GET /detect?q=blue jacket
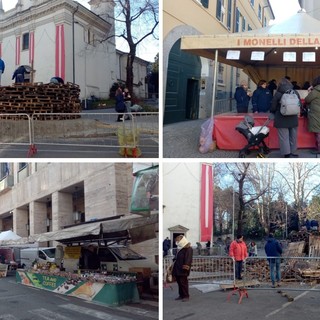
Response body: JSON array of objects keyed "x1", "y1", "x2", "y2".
[
  {"x1": 234, "y1": 86, "x2": 250, "y2": 109},
  {"x1": 265, "y1": 236, "x2": 282, "y2": 258},
  {"x1": 0, "y1": 59, "x2": 4, "y2": 73},
  {"x1": 252, "y1": 87, "x2": 272, "y2": 113}
]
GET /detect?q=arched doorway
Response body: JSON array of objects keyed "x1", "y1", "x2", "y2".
[{"x1": 164, "y1": 39, "x2": 201, "y2": 124}]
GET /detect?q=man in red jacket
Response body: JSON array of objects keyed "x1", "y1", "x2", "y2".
[{"x1": 229, "y1": 234, "x2": 248, "y2": 280}]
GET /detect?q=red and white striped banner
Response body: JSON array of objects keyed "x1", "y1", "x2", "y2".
[
  {"x1": 55, "y1": 24, "x2": 65, "y2": 80},
  {"x1": 15, "y1": 36, "x2": 21, "y2": 65},
  {"x1": 200, "y1": 163, "x2": 213, "y2": 242}
]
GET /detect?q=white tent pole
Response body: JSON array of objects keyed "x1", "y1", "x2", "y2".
[{"x1": 211, "y1": 49, "x2": 218, "y2": 118}]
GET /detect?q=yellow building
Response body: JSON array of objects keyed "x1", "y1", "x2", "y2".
[{"x1": 163, "y1": 0, "x2": 274, "y2": 124}]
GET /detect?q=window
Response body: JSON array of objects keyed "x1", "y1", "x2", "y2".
[
  {"x1": 22, "y1": 33, "x2": 29, "y2": 50},
  {"x1": 216, "y1": 0, "x2": 225, "y2": 23},
  {"x1": 218, "y1": 63, "x2": 224, "y2": 84},
  {"x1": 200, "y1": 0, "x2": 209, "y2": 8},
  {"x1": 235, "y1": 8, "x2": 240, "y2": 32},
  {"x1": 227, "y1": 0, "x2": 232, "y2": 30},
  {"x1": 242, "y1": 16, "x2": 246, "y2": 31},
  {"x1": 248, "y1": 24, "x2": 252, "y2": 31},
  {"x1": 250, "y1": 0, "x2": 254, "y2": 7},
  {"x1": 258, "y1": 4, "x2": 262, "y2": 20}
]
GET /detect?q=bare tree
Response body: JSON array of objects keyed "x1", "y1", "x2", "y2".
[
  {"x1": 276, "y1": 163, "x2": 320, "y2": 223},
  {"x1": 104, "y1": 0, "x2": 159, "y2": 94}
]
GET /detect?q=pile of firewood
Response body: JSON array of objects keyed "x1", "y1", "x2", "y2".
[{"x1": 0, "y1": 82, "x2": 81, "y2": 120}]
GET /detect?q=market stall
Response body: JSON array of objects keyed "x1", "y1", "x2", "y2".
[
  {"x1": 16, "y1": 269, "x2": 139, "y2": 306},
  {"x1": 180, "y1": 10, "x2": 320, "y2": 149},
  {"x1": 214, "y1": 112, "x2": 314, "y2": 150},
  {"x1": 16, "y1": 213, "x2": 158, "y2": 306}
]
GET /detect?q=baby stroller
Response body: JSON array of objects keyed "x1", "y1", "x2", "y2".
[{"x1": 235, "y1": 115, "x2": 272, "y2": 158}]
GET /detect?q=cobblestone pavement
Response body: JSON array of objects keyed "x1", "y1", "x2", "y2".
[{"x1": 163, "y1": 119, "x2": 318, "y2": 159}]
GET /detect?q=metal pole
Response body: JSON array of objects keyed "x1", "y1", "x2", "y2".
[
  {"x1": 211, "y1": 49, "x2": 219, "y2": 118},
  {"x1": 232, "y1": 187, "x2": 235, "y2": 241}
]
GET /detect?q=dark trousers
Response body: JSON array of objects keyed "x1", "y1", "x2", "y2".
[
  {"x1": 176, "y1": 275, "x2": 189, "y2": 298},
  {"x1": 235, "y1": 260, "x2": 243, "y2": 280}
]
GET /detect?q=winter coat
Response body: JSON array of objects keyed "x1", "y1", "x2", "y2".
[
  {"x1": 172, "y1": 243, "x2": 193, "y2": 277},
  {"x1": 252, "y1": 87, "x2": 272, "y2": 113},
  {"x1": 234, "y1": 86, "x2": 250, "y2": 111},
  {"x1": 264, "y1": 237, "x2": 282, "y2": 258},
  {"x1": 270, "y1": 82, "x2": 300, "y2": 128},
  {"x1": 229, "y1": 239, "x2": 248, "y2": 262},
  {"x1": 0, "y1": 58, "x2": 5, "y2": 73},
  {"x1": 115, "y1": 93, "x2": 126, "y2": 112},
  {"x1": 305, "y1": 84, "x2": 320, "y2": 133}
]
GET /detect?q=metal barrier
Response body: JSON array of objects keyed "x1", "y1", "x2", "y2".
[
  {"x1": 0, "y1": 114, "x2": 36, "y2": 157},
  {"x1": 164, "y1": 256, "x2": 234, "y2": 282},
  {"x1": 214, "y1": 98, "x2": 237, "y2": 115},
  {"x1": 30, "y1": 112, "x2": 158, "y2": 157},
  {"x1": 164, "y1": 255, "x2": 320, "y2": 292}
]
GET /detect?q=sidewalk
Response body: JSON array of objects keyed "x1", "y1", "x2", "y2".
[{"x1": 163, "y1": 119, "x2": 318, "y2": 158}]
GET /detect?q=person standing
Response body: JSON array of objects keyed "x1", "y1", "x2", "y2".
[
  {"x1": 265, "y1": 233, "x2": 283, "y2": 288},
  {"x1": 0, "y1": 58, "x2": 5, "y2": 85},
  {"x1": 248, "y1": 241, "x2": 258, "y2": 257},
  {"x1": 172, "y1": 235, "x2": 193, "y2": 302},
  {"x1": 267, "y1": 79, "x2": 277, "y2": 96},
  {"x1": 163, "y1": 237, "x2": 171, "y2": 257},
  {"x1": 304, "y1": 76, "x2": 320, "y2": 154},
  {"x1": 252, "y1": 80, "x2": 272, "y2": 113},
  {"x1": 270, "y1": 77, "x2": 300, "y2": 158},
  {"x1": 234, "y1": 80, "x2": 252, "y2": 113},
  {"x1": 229, "y1": 234, "x2": 248, "y2": 280},
  {"x1": 115, "y1": 86, "x2": 126, "y2": 122}
]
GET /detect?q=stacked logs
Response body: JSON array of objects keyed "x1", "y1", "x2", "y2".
[{"x1": 0, "y1": 82, "x2": 81, "y2": 120}]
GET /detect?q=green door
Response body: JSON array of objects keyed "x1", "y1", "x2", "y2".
[{"x1": 164, "y1": 39, "x2": 201, "y2": 124}]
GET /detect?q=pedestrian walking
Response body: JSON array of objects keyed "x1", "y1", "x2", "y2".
[
  {"x1": 229, "y1": 234, "x2": 248, "y2": 280},
  {"x1": 265, "y1": 233, "x2": 283, "y2": 288},
  {"x1": 172, "y1": 235, "x2": 193, "y2": 302}
]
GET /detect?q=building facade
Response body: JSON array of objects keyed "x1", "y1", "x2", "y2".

=======

Exercise aim
Omit the images and transcribe all of the records above word for word.

Response area
GET /detect?q=blue jacket
Response body: JSON array of objects keyed "x1", "y1", "x2", "y2".
[
  {"x1": 234, "y1": 86, "x2": 250, "y2": 109},
  {"x1": 265, "y1": 236, "x2": 282, "y2": 258},
  {"x1": 0, "y1": 59, "x2": 4, "y2": 73},
  {"x1": 252, "y1": 87, "x2": 272, "y2": 113}
]
GET /detect?q=arched doorway
Response body: JSON array of objects keyed "x1", "y1", "x2", "y2".
[{"x1": 164, "y1": 39, "x2": 201, "y2": 124}]
GET /detect?q=man in red jacket
Response body: JSON array of objects keyed "x1", "y1", "x2", "y2".
[{"x1": 229, "y1": 234, "x2": 248, "y2": 280}]
GET /detect?q=red and white striped banner
Response body: JSON array of objects keyed "x1", "y1", "x2", "y2".
[
  {"x1": 55, "y1": 24, "x2": 65, "y2": 80},
  {"x1": 15, "y1": 36, "x2": 21, "y2": 65},
  {"x1": 200, "y1": 163, "x2": 213, "y2": 242}
]
GET /detect?q=white tent pole
Response body: JSON array of objects keyed "x1", "y1", "x2", "y2".
[{"x1": 211, "y1": 49, "x2": 218, "y2": 118}]
GET /detect?q=yellow building
Response body: JSON array of objects keyed "x1", "y1", "x2", "y2".
[{"x1": 163, "y1": 0, "x2": 274, "y2": 124}]
GET /detect?q=window
Response body: JSON array of objects keyed "x1", "y1", "x2", "y2".
[
  {"x1": 22, "y1": 33, "x2": 29, "y2": 50},
  {"x1": 216, "y1": 0, "x2": 225, "y2": 23},
  {"x1": 218, "y1": 63, "x2": 224, "y2": 84},
  {"x1": 200, "y1": 0, "x2": 209, "y2": 8},
  {"x1": 235, "y1": 8, "x2": 240, "y2": 32},
  {"x1": 227, "y1": 0, "x2": 232, "y2": 30},
  {"x1": 242, "y1": 16, "x2": 246, "y2": 31},
  {"x1": 248, "y1": 24, "x2": 252, "y2": 31},
  {"x1": 250, "y1": 0, "x2": 254, "y2": 7},
  {"x1": 258, "y1": 4, "x2": 262, "y2": 20}
]
GET /detect?q=bare tree
Response body: JSON array of objects keyed "x1", "y1", "x2", "y2".
[
  {"x1": 276, "y1": 163, "x2": 320, "y2": 223},
  {"x1": 104, "y1": 0, "x2": 159, "y2": 94}
]
GET /detect?q=pile of firewood
Response body: JSON array of objects keyed "x1", "y1", "x2", "y2".
[{"x1": 0, "y1": 82, "x2": 81, "y2": 120}]
GET /detect?q=market stall
Response body: JSON array of objects keyed "x1", "y1", "x2", "y2".
[
  {"x1": 16, "y1": 269, "x2": 139, "y2": 306},
  {"x1": 180, "y1": 10, "x2": 320, "y2": 149},
  {"x1": 214, "y1": 112, "x2": 314, "y2": 150},
  {"x1": 16, "y1": 213, "x2": 158, "y2": 306}
]
GET /detect?q=baby stroller
Response body: JSON array of objects keyed "x1", "y1", "x2", "y2".
[{"x1": 235, "y1": 115, "x2": 272, "y2": 158}]
GET /detect?q=cobblestone pavement
Response body: JSON array of objects keyed "x1", "y1", "x2", "y2".
[{"x1": 163, "y1": 119, "x2": 318, "y2": 159}]
GET /detect?q=metal pole
Response body: JSON array of objects keyed "x1", "y1", "x2", "y2".
[
  {"x1": 211, "y1": 49, "x2": 219, "y2": 118},
  {"x1": 232, "y1": 187, "x2": 235, "y2": 241}
]
GET /detect?q=dark trousers
Response body: JSON array of objects keyed "x1", "y1", "x2", "y2".
[
  {"x1": 176, "y1": 275, "x2": 189, "y2": 298},
  {"x1": 235, "y1": 260, "x2": 243, "y2": 280}
]
GET /detect?q=winter coat
Response body: JSON array of objects keyed "x1", "y1", "x2", "y2".
[
  {"x1": 172, "y1": 243, "x2": 193, "y2": 277},
  {"x1": 252, "y1": 87, "x2": 272, "y2": 113},
  {"x1": 234, "y1": 86, "x2": 250, "y2": 111},
  {"x1": 264, "y1": 237, "x2": 282, "y2": 258},
  {"x1": 270, "y1": 82, "x2": 300, "y2": 128},
  {"x1": 229, "y1": 239, "x2": 248, "y2": 262},
  {"x1": 0, "y1": 58, "x2": 5, "y2": 73},
  {"x1": 115, "y1": 93, "x2": 126, "y2": 112},
  {"x1": 305, "y1": 84, "x2": 320, "y2": 133}
]
GET /detect?q=metal barrier
Response body: JSON array of objects keyed "x1", "y1", "x2", "y2".
[
  {"x1": 0, "y1": 114, "x2": 36, "y2": 157},
  {"x1": 164, "y1": 256, "x2": 234, "y2": 282},
  {"x1": 214, "y1": 98, "x2": 237, "y2": 115},
  {"x1": 30, "y1": 112, "x2": 158, "y2": 157},
  {"x1": 164, "y1": 255, "x2": 320, "y2": 292}
]
GET /detect?q=sidewalk
Response body: JSON array of objects keyed "x1", "y1", "x2", "y2".
[{"x1": 163, "y1": 119, "x2": 318, "y2": 158}]
GET /detect?q=person standing
Response body: JSON array of objects keyed "x1", "y1", "x2", "y2".
[
  {"x1": 265, "y1": 233, "x2": 283, "y2": 288},
  {"x1": 0, "y1": 58, "x2": 5, "y2": 85},
  {"x1": 248, "y1": 241, "x2": 258, "y2": 257},
  {"x1": 172, "y1": 235, "x2": 193, "y2": 302},
  {"x1": 267, "y1": 79, "x2": 277, "y2": 96},
  {"x1": 163, "y1": 237, "x2": 171, "y2": 257},
  {"x1": 304, "y1": 76, "x2": 320, "y2": 154},
  {"x1": 252, "y1": 80, "x2": 272, "y2": 113},
  {"x1": 270, "y1": 77, "x2": 300, "y2": 158},
  {"x1": 234, "y1": 80, "x2": 252, "y2": 113},
  {"x1": 229, "y1": 234, "x2": 248, "y2": 280},
  {"x1": 115, "y1": 86, "x2": 126, "y2": 122}
]
GET /detect?q=stacked logs
Response body: JSON array of objects keyed "x1", "y1", "x2", "y2".
[{"x1": 0, "y1": 82, "x2": 81, "y2": 120}]
GET /detect?q=green door
Response body: JSON array of objects keyed "x1", "y1", "x2", "y2".
[{"x1": 164, "y1": 39, "x2": 201, "y2": 124}]
GET /detect?q=pedestrian walking
Response body: JSON array of objects keyed "x1", "y1", "x2", "y2".
[
  {"x1": 229, "y1": 234, "x2": 248, "y2": 280},
  {"x1": 265, "y1": 233, "x2": 283, "y2": 288},
  {"x1": 172, "y1": 235, "x2": 193, "y2": 302}
]
GET /detect?q=building facade
Response body: JSON array of objects keyed "x1", "y1", "x2", "y2".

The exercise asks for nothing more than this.